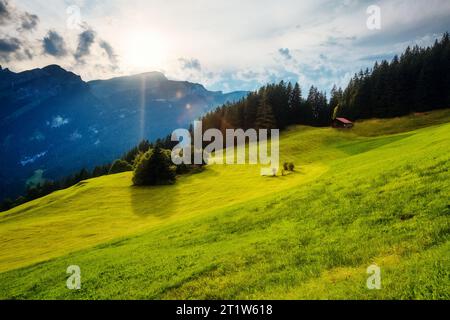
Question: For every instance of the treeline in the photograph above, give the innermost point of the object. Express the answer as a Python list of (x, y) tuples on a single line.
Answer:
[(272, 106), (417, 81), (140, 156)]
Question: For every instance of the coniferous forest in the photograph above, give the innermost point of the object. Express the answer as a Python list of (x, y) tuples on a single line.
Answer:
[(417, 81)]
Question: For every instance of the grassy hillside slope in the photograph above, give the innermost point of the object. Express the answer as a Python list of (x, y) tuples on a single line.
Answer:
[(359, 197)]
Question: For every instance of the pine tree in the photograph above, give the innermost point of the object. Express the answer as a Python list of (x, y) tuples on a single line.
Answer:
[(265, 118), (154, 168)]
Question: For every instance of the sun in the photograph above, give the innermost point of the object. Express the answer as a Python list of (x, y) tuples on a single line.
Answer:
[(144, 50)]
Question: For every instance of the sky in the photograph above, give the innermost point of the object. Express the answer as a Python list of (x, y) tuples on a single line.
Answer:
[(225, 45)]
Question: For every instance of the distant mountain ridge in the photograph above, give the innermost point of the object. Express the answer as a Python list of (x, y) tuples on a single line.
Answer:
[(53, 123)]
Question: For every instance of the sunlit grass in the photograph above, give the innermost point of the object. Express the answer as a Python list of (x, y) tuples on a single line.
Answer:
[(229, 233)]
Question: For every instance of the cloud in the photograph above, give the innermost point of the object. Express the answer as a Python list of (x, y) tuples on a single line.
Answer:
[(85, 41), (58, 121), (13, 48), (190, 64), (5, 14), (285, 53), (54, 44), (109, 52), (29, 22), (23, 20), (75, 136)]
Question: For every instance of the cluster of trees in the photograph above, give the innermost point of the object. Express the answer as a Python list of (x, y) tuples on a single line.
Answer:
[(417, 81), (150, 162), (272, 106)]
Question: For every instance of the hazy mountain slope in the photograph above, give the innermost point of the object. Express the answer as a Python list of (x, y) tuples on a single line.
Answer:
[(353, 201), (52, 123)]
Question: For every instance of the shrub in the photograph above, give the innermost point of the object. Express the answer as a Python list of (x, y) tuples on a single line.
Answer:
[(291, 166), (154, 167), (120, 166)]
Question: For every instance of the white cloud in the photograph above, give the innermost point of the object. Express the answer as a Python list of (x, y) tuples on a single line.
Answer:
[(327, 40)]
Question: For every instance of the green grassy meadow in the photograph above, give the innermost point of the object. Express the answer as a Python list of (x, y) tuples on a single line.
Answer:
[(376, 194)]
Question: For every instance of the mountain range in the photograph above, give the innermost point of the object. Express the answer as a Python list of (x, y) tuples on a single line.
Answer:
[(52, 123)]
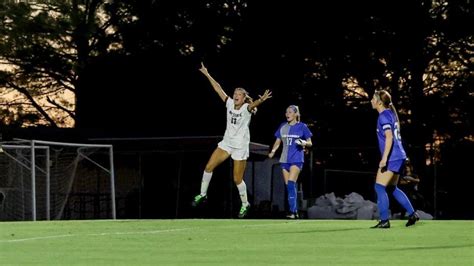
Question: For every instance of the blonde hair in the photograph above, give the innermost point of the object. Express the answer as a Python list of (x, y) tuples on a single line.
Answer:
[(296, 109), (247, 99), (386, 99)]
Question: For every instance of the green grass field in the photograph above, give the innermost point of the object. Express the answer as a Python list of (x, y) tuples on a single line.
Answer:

++++++++++++++++++++

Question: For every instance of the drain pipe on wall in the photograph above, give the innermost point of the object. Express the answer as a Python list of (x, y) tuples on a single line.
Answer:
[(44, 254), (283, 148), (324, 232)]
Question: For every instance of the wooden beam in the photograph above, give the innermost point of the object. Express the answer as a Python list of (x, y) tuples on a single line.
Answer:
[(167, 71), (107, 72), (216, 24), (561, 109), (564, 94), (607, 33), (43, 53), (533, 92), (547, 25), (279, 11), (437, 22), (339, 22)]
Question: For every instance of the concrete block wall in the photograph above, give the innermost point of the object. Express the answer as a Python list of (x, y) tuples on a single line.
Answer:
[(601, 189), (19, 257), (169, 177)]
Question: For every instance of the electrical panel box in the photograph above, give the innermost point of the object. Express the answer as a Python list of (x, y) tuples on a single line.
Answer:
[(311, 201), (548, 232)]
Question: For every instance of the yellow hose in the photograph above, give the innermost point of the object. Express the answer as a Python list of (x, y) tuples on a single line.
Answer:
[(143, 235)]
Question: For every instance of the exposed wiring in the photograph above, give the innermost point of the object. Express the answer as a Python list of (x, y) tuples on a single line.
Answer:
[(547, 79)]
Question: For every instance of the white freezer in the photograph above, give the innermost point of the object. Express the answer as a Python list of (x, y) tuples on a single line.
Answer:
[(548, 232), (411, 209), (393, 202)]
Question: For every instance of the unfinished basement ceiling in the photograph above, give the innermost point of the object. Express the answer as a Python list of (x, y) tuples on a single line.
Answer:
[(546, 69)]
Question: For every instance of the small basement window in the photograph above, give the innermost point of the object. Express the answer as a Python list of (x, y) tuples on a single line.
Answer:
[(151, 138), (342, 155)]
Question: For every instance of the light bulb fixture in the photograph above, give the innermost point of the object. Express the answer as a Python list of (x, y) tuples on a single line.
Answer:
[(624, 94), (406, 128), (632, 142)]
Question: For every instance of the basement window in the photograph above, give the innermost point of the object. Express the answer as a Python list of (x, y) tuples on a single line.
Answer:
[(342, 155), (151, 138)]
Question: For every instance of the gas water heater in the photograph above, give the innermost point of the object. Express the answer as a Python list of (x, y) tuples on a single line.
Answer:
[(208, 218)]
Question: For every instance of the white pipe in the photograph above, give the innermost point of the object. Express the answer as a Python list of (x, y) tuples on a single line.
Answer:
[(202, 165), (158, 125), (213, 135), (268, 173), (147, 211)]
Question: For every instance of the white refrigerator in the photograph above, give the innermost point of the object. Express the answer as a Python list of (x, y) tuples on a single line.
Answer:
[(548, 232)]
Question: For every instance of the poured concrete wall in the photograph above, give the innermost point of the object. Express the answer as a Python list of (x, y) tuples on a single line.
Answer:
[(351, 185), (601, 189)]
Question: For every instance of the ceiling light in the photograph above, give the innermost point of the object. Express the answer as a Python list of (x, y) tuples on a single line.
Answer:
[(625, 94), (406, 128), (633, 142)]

++++++++++++++++++++

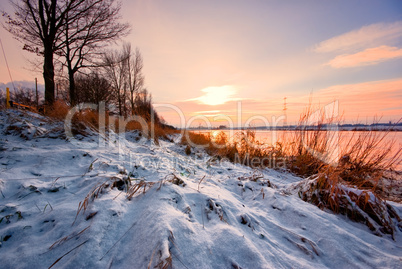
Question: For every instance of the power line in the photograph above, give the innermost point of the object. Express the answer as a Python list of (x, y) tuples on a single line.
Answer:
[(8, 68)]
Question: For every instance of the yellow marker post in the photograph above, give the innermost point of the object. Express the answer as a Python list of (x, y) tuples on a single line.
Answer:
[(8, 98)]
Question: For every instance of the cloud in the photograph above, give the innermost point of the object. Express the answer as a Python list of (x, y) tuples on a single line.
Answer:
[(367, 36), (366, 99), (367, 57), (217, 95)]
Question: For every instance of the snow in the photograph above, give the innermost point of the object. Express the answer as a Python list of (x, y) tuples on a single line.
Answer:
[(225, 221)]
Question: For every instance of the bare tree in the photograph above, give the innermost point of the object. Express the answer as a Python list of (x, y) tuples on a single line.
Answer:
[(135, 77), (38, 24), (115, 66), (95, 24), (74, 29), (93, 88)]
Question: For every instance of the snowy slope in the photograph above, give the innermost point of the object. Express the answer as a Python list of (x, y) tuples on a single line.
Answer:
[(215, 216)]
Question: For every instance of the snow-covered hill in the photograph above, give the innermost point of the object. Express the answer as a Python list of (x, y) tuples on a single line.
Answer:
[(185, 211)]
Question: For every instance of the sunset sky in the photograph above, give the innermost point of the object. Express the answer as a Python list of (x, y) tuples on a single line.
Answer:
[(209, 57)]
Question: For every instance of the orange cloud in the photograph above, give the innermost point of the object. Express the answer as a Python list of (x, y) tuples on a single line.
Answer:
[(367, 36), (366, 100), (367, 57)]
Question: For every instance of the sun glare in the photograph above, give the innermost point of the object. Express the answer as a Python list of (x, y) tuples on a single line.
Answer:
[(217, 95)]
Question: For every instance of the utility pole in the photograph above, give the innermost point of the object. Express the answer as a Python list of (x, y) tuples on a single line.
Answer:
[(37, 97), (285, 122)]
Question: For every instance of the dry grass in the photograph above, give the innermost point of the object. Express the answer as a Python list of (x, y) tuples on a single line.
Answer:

++++++++++++++++++++

*TASK BRIEF*
Copy out, word for word, the lines of the records from the one containing "Question: For every instance of the white pipe" down to the one containing "[(351, 185), (601, 189)]", keeping both of those lines.

*FULL RESPONSE*
Question: For every instance of the white pipe in the photograph above, give the innermost point of the object. Express the answer as a Python list of (x, y) tuples on a single line.
Answer:
[(202, 165), (158, 125), (213, 135), (268, 173), (147, 211)]
Question: For every instance of the white refrigerator in the photograph above, give the innermost point of the object. Express the answer as a Python list of (x, y) tuples on a single line.
Answer:
[(548, 232)]
Question: For every instance of the poured concrete wall in the photograph above, give the innermost point of the object. Express the answer as a Python list of (x, y) tuples on a single line.
Answer:
[(351, 185), (601, 189)]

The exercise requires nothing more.